*What you should do:*
From the entries below, copy out every line with "monk" in it.

*Source records:*
══════
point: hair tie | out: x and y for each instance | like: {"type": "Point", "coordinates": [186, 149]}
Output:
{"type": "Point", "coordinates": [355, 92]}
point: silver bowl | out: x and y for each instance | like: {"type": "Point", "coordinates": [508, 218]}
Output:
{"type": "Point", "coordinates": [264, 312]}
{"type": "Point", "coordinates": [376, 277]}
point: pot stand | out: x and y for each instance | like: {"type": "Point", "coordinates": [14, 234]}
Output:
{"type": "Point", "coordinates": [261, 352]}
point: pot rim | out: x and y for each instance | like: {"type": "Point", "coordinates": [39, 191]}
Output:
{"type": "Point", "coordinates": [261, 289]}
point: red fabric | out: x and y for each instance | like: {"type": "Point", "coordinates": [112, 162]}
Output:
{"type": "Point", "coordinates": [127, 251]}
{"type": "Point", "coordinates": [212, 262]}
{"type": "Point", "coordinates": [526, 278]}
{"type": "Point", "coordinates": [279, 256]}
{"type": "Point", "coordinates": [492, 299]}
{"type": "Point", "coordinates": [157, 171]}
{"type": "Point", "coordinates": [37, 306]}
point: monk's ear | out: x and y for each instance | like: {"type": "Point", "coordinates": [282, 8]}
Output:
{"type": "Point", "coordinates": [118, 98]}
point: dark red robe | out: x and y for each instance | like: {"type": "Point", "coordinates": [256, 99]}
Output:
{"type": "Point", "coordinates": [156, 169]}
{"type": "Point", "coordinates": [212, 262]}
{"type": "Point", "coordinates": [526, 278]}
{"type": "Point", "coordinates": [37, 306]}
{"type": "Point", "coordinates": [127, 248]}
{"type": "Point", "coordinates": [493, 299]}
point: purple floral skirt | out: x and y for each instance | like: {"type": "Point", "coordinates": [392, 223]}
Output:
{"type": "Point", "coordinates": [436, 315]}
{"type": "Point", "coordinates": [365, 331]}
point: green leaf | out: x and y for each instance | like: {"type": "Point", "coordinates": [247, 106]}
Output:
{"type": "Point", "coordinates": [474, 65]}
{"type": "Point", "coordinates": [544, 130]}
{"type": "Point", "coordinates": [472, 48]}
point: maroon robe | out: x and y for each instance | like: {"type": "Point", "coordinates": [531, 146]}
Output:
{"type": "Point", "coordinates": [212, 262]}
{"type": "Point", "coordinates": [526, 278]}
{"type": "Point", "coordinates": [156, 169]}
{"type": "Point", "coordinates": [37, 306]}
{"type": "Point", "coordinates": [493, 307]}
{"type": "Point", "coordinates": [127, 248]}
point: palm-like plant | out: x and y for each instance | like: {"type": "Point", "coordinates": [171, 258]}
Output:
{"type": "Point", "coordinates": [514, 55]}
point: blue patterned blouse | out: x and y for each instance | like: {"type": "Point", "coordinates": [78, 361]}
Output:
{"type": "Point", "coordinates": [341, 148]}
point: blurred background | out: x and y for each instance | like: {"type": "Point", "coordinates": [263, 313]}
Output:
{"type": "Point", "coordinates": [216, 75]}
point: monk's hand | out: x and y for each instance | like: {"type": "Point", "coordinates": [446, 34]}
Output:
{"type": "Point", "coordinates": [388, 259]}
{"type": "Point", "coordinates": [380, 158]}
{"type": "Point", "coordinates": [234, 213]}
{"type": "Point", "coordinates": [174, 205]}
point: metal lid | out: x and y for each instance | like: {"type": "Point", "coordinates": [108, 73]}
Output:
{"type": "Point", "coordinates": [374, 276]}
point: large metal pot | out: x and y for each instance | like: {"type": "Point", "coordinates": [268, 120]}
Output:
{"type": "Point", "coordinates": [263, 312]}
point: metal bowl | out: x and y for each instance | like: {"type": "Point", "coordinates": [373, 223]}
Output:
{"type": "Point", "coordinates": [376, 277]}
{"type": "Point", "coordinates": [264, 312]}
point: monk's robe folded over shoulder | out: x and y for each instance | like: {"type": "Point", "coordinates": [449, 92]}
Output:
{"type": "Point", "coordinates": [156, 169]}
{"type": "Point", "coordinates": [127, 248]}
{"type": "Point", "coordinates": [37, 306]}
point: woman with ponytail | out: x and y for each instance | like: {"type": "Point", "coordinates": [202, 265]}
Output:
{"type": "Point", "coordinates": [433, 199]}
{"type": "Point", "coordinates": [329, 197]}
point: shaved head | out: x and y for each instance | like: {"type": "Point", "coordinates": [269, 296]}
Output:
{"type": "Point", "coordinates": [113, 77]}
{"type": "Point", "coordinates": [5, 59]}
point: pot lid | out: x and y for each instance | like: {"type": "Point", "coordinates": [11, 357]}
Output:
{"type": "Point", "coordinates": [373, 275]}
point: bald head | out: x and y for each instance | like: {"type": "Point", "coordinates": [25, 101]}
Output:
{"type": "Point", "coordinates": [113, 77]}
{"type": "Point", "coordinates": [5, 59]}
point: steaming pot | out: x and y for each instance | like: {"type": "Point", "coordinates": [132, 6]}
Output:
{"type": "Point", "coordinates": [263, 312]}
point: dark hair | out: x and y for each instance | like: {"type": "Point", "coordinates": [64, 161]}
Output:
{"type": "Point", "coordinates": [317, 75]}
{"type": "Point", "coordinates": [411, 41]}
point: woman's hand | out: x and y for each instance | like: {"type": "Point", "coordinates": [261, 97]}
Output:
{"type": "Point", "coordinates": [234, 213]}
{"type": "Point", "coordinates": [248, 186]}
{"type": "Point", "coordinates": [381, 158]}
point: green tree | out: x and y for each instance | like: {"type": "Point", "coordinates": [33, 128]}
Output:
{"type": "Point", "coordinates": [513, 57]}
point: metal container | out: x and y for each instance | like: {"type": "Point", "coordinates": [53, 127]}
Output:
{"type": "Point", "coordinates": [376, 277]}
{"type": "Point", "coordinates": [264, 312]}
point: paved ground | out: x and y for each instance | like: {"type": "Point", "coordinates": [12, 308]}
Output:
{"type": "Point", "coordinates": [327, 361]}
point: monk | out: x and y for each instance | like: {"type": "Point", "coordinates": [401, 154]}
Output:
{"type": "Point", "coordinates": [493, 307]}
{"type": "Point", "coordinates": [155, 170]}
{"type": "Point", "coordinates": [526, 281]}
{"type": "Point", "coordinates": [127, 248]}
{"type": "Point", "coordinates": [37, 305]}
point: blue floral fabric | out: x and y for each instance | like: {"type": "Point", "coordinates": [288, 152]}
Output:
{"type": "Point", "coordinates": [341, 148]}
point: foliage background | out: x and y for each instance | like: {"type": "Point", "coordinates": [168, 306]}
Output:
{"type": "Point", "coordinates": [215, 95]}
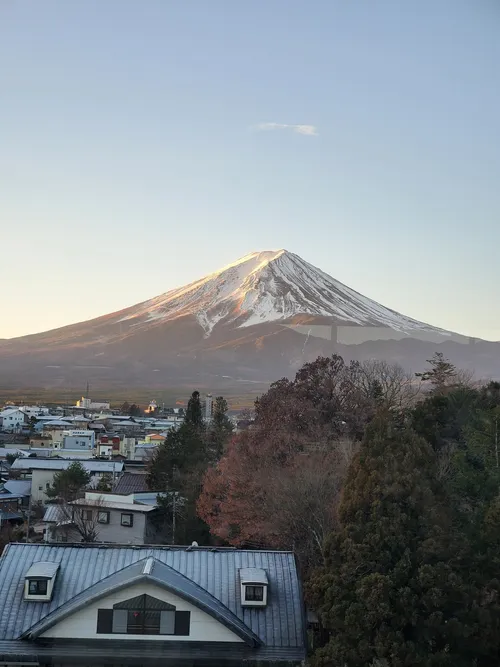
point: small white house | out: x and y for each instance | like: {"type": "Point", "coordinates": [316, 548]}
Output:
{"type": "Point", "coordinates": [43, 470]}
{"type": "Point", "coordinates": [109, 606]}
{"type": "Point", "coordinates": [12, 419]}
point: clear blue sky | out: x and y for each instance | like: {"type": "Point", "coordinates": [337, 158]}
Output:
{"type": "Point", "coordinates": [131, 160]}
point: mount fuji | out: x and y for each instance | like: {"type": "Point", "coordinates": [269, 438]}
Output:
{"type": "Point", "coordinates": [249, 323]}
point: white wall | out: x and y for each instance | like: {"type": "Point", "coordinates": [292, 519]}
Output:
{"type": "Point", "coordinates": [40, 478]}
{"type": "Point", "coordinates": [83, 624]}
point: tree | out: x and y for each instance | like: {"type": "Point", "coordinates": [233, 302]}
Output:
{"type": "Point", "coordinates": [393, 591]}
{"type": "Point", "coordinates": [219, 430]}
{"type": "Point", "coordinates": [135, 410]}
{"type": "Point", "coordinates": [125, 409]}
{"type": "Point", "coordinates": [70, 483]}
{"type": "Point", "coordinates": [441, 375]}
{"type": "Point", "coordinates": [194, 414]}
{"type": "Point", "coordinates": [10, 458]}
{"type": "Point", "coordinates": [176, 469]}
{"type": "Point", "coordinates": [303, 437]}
══════
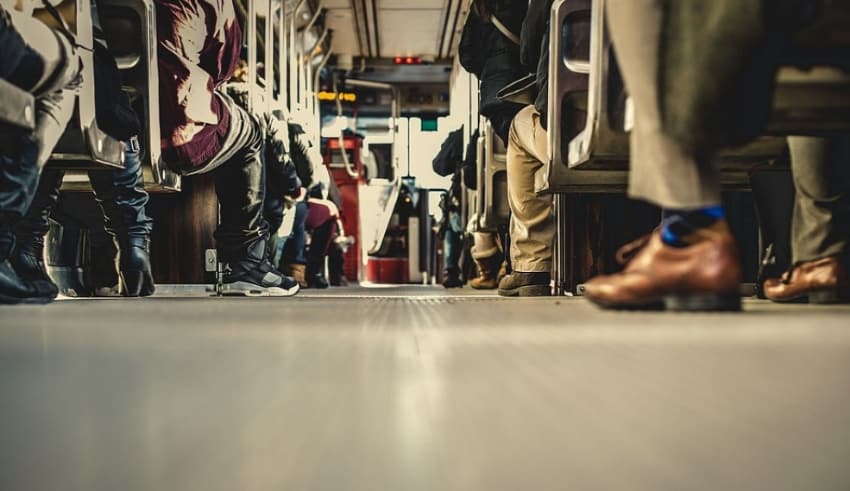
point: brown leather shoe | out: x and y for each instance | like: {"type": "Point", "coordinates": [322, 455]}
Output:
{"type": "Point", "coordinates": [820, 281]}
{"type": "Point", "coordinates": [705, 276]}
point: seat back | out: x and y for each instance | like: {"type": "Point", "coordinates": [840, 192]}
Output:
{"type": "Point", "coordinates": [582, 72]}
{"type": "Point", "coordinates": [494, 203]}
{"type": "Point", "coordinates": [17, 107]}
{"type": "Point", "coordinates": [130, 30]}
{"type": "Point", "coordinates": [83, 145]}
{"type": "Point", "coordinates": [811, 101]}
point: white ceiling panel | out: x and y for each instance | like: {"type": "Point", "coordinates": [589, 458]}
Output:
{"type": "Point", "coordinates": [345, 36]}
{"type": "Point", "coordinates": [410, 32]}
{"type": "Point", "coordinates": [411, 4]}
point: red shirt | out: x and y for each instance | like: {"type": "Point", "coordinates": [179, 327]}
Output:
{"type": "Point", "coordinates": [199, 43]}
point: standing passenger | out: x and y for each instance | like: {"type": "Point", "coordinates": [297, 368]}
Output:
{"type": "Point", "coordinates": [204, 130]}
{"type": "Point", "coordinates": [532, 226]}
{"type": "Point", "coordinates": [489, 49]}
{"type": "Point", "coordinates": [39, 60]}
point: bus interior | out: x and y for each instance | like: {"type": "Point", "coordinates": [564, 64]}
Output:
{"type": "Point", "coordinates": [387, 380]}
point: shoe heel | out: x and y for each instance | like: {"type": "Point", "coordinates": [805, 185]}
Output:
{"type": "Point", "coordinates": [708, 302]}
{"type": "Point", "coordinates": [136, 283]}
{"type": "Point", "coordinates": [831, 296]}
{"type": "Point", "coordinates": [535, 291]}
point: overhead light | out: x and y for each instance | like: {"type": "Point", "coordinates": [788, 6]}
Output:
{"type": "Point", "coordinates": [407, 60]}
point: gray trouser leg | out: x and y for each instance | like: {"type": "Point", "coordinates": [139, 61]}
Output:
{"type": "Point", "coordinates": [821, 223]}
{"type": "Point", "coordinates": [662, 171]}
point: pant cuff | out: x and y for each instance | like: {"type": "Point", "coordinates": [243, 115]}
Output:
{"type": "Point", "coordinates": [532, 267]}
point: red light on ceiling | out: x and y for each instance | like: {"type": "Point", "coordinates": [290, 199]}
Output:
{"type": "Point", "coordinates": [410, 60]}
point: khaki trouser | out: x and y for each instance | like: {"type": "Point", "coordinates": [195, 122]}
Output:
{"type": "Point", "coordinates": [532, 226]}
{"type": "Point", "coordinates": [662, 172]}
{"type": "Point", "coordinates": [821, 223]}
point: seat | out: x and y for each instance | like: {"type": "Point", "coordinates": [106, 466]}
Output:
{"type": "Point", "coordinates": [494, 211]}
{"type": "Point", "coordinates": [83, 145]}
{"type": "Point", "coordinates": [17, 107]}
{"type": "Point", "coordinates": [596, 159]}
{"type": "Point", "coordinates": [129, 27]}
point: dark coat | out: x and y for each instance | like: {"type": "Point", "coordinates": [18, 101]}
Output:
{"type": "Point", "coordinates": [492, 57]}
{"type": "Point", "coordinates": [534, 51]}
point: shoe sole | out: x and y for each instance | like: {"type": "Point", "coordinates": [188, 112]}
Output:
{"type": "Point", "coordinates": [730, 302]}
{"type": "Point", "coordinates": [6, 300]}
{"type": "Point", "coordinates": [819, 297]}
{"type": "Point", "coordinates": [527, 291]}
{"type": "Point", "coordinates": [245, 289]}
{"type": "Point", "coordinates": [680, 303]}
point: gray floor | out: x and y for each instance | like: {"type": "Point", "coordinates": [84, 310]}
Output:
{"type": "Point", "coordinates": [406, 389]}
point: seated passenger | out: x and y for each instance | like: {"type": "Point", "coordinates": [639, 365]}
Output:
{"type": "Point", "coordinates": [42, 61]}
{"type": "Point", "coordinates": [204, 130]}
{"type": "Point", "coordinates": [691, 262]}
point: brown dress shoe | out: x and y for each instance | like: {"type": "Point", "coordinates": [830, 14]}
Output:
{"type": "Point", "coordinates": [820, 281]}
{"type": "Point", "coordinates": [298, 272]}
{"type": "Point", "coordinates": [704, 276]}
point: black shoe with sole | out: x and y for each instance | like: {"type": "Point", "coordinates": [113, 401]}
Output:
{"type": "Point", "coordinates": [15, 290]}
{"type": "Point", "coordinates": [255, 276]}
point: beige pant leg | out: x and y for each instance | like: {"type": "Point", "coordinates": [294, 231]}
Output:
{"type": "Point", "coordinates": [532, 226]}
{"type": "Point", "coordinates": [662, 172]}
══════
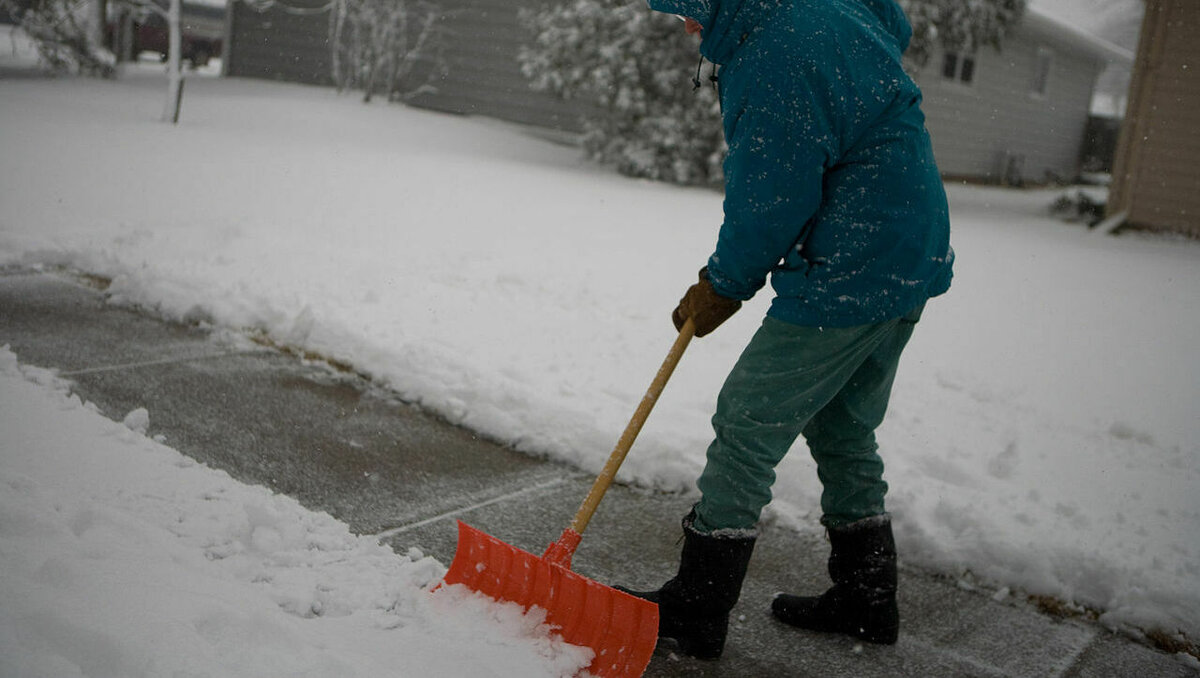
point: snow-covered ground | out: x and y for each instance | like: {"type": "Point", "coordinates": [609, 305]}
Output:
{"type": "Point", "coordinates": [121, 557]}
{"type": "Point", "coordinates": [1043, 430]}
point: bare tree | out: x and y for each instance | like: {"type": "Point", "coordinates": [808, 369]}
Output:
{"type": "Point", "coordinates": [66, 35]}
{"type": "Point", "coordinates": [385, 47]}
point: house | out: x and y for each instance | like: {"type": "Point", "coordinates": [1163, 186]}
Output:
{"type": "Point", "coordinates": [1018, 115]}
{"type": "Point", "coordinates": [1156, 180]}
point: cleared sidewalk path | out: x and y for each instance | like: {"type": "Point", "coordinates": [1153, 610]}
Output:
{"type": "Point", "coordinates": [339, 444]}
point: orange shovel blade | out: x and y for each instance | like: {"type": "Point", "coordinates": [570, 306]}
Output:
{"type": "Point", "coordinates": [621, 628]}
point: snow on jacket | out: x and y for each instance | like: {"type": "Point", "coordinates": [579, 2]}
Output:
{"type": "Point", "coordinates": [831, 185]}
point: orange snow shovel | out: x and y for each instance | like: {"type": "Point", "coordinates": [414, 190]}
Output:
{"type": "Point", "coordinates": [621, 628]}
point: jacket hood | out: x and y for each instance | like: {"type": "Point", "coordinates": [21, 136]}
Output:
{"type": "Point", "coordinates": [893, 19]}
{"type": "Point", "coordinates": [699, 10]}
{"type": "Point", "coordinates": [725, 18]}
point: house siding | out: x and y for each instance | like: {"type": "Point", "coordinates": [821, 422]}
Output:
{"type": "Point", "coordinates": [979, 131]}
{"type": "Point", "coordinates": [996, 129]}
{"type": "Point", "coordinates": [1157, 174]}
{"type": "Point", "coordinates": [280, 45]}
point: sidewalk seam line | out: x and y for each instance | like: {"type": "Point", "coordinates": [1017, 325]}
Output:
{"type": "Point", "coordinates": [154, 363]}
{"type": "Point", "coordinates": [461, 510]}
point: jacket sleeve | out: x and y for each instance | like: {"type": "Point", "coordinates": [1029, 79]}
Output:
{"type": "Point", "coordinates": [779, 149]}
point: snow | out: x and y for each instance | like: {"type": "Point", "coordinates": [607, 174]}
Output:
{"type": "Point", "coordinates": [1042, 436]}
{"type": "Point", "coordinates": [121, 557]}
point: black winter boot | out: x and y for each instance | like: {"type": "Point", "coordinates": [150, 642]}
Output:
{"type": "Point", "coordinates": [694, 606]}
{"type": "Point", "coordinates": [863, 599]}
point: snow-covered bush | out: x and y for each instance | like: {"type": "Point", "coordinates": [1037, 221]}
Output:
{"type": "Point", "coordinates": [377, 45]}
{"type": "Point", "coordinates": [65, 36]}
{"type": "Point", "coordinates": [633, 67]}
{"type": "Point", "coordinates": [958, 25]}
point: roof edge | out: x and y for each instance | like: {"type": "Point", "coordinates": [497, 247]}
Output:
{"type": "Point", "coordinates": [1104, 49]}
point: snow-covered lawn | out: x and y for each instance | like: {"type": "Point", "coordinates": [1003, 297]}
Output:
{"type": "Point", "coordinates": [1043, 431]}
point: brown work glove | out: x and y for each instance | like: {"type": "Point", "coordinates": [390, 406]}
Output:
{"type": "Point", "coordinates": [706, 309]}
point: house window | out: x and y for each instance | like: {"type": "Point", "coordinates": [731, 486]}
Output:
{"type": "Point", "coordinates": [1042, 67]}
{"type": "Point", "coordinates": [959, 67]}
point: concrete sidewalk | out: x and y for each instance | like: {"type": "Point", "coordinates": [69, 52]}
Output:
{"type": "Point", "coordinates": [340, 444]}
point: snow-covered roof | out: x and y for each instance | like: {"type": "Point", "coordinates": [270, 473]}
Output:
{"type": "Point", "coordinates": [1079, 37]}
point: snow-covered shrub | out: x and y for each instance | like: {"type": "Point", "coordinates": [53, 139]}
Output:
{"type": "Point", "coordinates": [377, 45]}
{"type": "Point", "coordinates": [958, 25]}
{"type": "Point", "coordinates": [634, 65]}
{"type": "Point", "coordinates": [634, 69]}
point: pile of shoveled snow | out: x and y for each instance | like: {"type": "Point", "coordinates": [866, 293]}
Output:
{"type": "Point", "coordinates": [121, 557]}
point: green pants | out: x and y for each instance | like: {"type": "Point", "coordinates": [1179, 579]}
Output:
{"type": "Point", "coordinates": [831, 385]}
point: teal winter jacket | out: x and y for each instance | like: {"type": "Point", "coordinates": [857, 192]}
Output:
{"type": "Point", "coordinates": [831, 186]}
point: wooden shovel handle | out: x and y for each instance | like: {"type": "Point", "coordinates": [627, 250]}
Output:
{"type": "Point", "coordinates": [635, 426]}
══════
*Output:*
point: monk's ear | out: x and y for each instance | like: {"type": "Point", "coordinates": [282, 8]}
point: monk's hand | out: x and y for each instance | like: {"type": "Point", "coordinates": [446, 34]}
point: monk's robe folded over shoulder | out: x and y for each instance | like: {"type": "Point", "coordinates": [449, 92]}
point: monk | out: x and y for each instance | like: {"type": "Point", "coordinates": [401, 154]}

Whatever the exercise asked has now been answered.